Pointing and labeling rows
+---+

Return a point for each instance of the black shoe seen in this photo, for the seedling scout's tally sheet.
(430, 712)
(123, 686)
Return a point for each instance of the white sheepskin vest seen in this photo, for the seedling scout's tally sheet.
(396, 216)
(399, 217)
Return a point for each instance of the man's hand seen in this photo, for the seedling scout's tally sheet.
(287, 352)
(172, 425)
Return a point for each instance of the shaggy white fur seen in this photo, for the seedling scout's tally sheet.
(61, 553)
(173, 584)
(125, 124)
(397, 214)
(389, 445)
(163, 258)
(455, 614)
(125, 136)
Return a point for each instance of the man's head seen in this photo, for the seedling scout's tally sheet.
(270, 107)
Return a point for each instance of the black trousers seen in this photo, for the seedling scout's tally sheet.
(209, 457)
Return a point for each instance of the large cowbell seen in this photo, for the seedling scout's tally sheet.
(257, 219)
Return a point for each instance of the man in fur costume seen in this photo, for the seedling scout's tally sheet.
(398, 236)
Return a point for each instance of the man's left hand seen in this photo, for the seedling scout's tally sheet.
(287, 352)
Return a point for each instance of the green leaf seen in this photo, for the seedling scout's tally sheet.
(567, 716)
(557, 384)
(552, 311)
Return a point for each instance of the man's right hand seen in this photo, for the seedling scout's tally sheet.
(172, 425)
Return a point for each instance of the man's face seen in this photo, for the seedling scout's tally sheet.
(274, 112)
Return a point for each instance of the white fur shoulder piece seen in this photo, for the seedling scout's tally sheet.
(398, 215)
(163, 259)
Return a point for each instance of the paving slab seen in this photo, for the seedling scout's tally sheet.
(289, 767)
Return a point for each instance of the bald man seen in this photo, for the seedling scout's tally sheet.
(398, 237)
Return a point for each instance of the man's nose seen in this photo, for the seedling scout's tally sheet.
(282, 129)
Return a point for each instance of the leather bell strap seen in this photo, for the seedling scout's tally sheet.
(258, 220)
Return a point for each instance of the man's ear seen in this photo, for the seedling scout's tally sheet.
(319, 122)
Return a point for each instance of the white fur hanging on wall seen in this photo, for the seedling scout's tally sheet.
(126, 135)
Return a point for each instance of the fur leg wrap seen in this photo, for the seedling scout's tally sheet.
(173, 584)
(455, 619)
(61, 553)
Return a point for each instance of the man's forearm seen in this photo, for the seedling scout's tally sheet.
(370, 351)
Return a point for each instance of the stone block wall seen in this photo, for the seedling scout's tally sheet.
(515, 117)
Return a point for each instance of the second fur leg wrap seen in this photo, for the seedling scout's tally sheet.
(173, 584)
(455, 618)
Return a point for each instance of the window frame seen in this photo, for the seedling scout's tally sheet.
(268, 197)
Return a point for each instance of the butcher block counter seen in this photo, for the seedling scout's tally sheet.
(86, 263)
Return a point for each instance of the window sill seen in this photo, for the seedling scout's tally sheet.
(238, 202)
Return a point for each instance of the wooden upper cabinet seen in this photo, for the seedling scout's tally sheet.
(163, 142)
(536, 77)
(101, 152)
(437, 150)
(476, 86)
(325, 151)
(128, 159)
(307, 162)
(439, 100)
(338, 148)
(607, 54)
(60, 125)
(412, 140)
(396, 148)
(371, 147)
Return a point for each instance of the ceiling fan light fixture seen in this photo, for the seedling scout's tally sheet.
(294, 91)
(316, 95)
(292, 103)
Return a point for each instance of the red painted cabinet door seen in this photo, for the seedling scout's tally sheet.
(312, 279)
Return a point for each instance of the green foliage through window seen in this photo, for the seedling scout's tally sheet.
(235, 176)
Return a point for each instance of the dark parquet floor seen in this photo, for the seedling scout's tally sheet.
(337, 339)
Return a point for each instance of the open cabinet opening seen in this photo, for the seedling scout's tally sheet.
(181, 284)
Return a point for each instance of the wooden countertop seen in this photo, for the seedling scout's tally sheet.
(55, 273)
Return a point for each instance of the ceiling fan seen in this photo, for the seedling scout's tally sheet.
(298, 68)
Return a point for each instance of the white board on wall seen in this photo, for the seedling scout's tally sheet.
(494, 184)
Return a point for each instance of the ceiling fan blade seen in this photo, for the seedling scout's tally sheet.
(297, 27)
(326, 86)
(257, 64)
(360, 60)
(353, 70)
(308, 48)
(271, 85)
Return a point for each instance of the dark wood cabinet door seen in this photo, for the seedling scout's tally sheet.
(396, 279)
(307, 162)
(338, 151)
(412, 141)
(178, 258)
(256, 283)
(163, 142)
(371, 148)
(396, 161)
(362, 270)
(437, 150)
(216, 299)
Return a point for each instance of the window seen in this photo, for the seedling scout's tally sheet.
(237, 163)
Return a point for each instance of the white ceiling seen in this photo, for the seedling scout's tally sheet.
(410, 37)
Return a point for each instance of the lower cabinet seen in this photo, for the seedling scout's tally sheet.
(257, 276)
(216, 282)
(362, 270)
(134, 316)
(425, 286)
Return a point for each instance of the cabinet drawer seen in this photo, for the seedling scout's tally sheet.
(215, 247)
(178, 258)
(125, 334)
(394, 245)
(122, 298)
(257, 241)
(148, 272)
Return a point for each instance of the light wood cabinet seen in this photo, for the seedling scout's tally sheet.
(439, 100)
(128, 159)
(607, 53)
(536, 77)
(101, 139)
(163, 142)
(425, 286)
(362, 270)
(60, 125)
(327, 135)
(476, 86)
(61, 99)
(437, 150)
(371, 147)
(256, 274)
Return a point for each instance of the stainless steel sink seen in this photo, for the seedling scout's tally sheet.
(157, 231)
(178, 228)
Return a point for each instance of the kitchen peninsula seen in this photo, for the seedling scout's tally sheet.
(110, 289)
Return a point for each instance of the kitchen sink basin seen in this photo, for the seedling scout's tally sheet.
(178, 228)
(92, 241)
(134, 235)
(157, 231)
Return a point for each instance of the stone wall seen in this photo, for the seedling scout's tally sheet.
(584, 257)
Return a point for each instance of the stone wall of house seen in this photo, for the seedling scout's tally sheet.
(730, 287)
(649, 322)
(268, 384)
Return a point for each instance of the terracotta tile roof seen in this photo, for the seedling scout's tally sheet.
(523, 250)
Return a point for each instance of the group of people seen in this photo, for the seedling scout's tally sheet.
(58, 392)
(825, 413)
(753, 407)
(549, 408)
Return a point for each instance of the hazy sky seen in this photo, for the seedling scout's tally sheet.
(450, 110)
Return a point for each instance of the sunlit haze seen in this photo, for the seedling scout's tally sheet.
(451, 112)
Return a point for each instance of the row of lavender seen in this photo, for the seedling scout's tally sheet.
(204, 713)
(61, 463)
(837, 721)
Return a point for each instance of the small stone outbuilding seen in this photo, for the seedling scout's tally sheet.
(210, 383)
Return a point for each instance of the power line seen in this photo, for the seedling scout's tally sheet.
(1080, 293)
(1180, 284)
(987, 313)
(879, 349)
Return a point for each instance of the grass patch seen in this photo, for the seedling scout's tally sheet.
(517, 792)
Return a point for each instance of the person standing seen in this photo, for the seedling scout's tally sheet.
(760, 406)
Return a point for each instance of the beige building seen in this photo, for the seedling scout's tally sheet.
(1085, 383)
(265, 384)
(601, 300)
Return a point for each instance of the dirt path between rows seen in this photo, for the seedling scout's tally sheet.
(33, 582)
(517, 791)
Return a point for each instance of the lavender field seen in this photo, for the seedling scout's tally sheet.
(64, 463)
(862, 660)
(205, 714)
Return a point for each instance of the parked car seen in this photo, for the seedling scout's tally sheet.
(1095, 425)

+---+

_Goal_:
Give all of the rows above again word for word, keeping their original order.

_Answer_:
Return a point for each instance of the black shoe seen in this photo, for the seedling scout's tally sheet.
(430, 712)
(123, 686)
Return a point for each instance of the white sheepskin vest seen in this photo, for the seedling scout's tally sheet.
(396, 216)
(399, 217)
Return a point for each instance of the man's hand seen in this photo, for the seedling scout's tally sheet.
(287, 352)
(172, 425)
Return a point for each instance of the shaggy white fur seen in this photo, for the seedling scout's tally sheet.
(61, 553)
(173, 584)
(125, 124)
(397, 214)
(389, 445)
(163, 258)
(455, 614)
(125, 136)
Return a point for each instance of the man's head seen in this photo, for the seedling scout's tally sheet.
(270, 107)
Return a point for each instance of the black trousers seen in this photo, for the seedling scout's tally sheet.
(209, 457)
Return a point for each instance of the large cowbell seen in this photo, for the seedling scout's tally sheet.
(257, 219)
Return a point for each instance of the man in fur costume seen in this photo, for the seedling scout's tally sheet.
(398, 236)
Return a point for each instance of the man's left hand seen in this photo, for the seedling scout's tally sheet.
(287, 352)
Return a point for each instance of the green leaf seen in this photo, for the seedling scout's tally sheet.
(567, 716)
(557, 384)
(552, 311)
Return a point for each instance of the man's right hand seen in this photo, for the seedling scout's tally sheet.
(172, 425)
Return a point for each instance of the man's face seen in this photo, for the seedling scout's tally sheet.
(274, 112)
Return a point for each instance of the white fur shoulder piece seen in this photo, for the seedling scout's tally sheet.
(398, 215)
(163, 259)
Return a point for each instance of the paving slab seen in this photo, for the seedling scout's tally sheet.
(289, 767)
Return a point for each instance of the bald man seen in this photo, for the seedling scout's tally sheet.
(398, 237)
Return a point for each instance of the man's nose seen in this photo, for the seedling scout's tally sheet.
(282, 129)
Return a point for each instance of the leather bell strap seen in this photo, for the seedling scout's tally sheet.
(258, 220)
Return a point for each instance of the man's ear seen in this photo, for the seedling scout's tally sheet.
(319, 122)
Return a point for each instance of the white fur hanging on wall seen in this photo, for the seedling scout's tally sheet.
(126, 135)
Return a point for each instance of the fur leg wrap seen in this photo, for the seedling scout's tally sheet.
(173, 584)
(455, 619)
(61, 553)
Return a point for each instance of the man's forearm seen in this photo, for the seedling scout's tally sheet.
(370, 351)
Return a point for each instance of the stone block wall seen in this photo, for the seedling scout's tally sheet.
(515, 117)
Return a point for each instance of the second fur leg wrap seen in this photo, for the seedling scout's tally sheet.
(173, 584)
(455, 618)
Return a point for each instance of the window frame seen in this photo, for the seedling scout's tally sheet.
(268, 197)
Return a point for each instance of the butcher block counter seen in this photo, for the seedling scout's tally sheet.
(86, 263)
Return a point for each instance of the window sill seen in this photo, for the seedling scout's tally sheet.
(238, 202)
Return a point for each instance of the wooden upper cabinet seen in this photo, for the seedling scout's tally sheet.
(163, 142)
(536, 77)
(101, 152)
(437, 150)
(476, 86)
(325, 151)
(128, 159)
(307, 162)
(439, 100)
(338, 148)
(607, 54)
(60, 125)
(412, 140)
(396, 148)
(371, 147)
Return a point for each instance of the ceiling fan light fixture seen in this photo, for the seedling scout's tally sheet.
(294, 91)
(316, 95)
(292, 103)
Return a point for each instance of the red painted cabinet door seen in this photo, for the seedling scout's tally sheet.
(312, 279)
Return a point for each instance of the green foliage through window seen in this photo, for the seedling scout's tally sheet.
(235, 176)
Return a point for each instance of the dark parquet floor seen in this photo, for the seedling scout's tally sheet.
(337, 339)
Return a point for each instance of the open cabinet opening seen in this photo, for the seedling scout's tally sheet.
(181, 284)
Return a point for each instance of the wooden countertop seen in this photo, for the seedling scout's tally sheet.
(55, 273)
Return a point for each instance of the ceiling fan seen in this photo, for the seedling scout's tally sheet.
(298, 68)
Return a point for each instance of the white board on wall seen in this photo, for the seedling scout's tally sheet.
(494, 184)
Return a point for each instance of the ceiling fan blade seen in this photo, for the seedling scout's tally sheet.
(297, 27)
(326, 86)
(257, 64)
(360, 60)
(353, 70)
(308, 48)
(271, 85)
Return a point for each instance of the dark wood cabinet door seen in this photo, for the seedling scout's tally sheet.
(396, 279)
(307, 162)
(338, 151)
(412, 141)
(178, 258)
(256, 283)
(163, 142)
(371, 148)
(396, 161)
(362, 270)
(437, 150)
(216, 299)
Return a point for each instance of the window seen in this photo, for the seedling scout's tally sheet.
(237, 163)
Return a point for each instance of the white ceiling seen in this photo, for the seedling scout's tally sheet.
(410, 37)
Return a point for each instance of the lower cabinet seen in this photo, for the seedling scout's tally sheet.
(257, 276)
(216, 282)
(362, 270)
(134, 316)
(425, 286)
Return a point for each instance of the cabinet drawer seen in this photo, for the seedling scout's tally sheet.
(215, 247)
(178, 258)
(125, 334)
(394, 245)
(122, 298)
(257, 241)
(148, 272)
Return a point for each instance of the light wood cabinet seen in this photo, for the seedling scout's tally sheet.
(439, 100)
(128, 159)
(607, 53)
(536, 77)
(101, 139)
(163, 142)
(425, 286)
(362, 270)
(60, 125)
(327, 135)
(476, 86)
(61, 99)
(437, 150)
(371, 147)
(256, 274)
Return a point for each instance of the stainless steel sink seen in this photo, for the seedling scout's tally sheet.
(157, 231)
(178, 228)
Return a point for each instance of the kitchen peninsula seen in this photo, for the seedling scout's tally sheet.
(110, 289)
Return a point for each instance of the kitchen sink basin seen in this photo, for the seedling scout's tally sheet.
(178, 228)
(92, 241)
(134, 235)
(157, 231)
Return a point for each instance of the stone wall seen in this photo, for the seedling scout's tally sheet.
(584, 257)
Return a point for each instance of the stone wall of house seen in this photo, for the seedling scout's tally sheet.
(730, 287)
(649, 322)
(268, 384)
Return a point for each instance of the terracotta tile roof seen in this photo, for the seedling scout's tally sheet.
(523, 250)
Return a point for each instance of the group of people seen in this photo, for the seedling scout's tally sheet.
(58, 392)
(825, 413)
(753, 407)
(549, 408)
Return a point for each instance of the hazy sky seen in this photo, for the seedling scout's tally sheet.
(450, 110)
Return a point for each instance of the sunlit haze seen in this photo, for the seedling scout's tally sheet.
(451, 112)
Return a point for each instance of the row of lavender seen in this photo, for the seedling scout's tally sheet.
(204, 713)
(61, 463)
(837, 721)
Return a point for each instance of the small stone outbuilding seen in this photo, for the seedling scout's tally sheet.
(210, 383)
Return a point for each instance of the power line seen in this photo, for the seedling scout's tally sheet.
(1080, 293)
(1180, 284)
(987, 313)
(879, 349)
Return a point for each instance of the grass patch seen in this photo, for the seedling scout's tally sheet.
(517, 792)
Return a point for each instance of the person standing seen in this photo, for the seedling scout's tally sheet.
(760, 406)
Return a point for each instance of the beige building seen in this photo, for the seedling scout's tally sheet.
(1085, 383)
(265, 384)
(601, 300)
Return a point for each instance of the dirt path between rows seen in this photo, for the seedling scout's tally sheet.
(33, 582)
(517, 791)
Return a point for each instance of the lavender field seen in this photo, for the seedling scout's tally sheet.
(64, 463)
(862, 660)
(205, 714)
Return a point for each instance of the parked car seen in this photo, for the seedling scout's tally sheet.
(1095, 425)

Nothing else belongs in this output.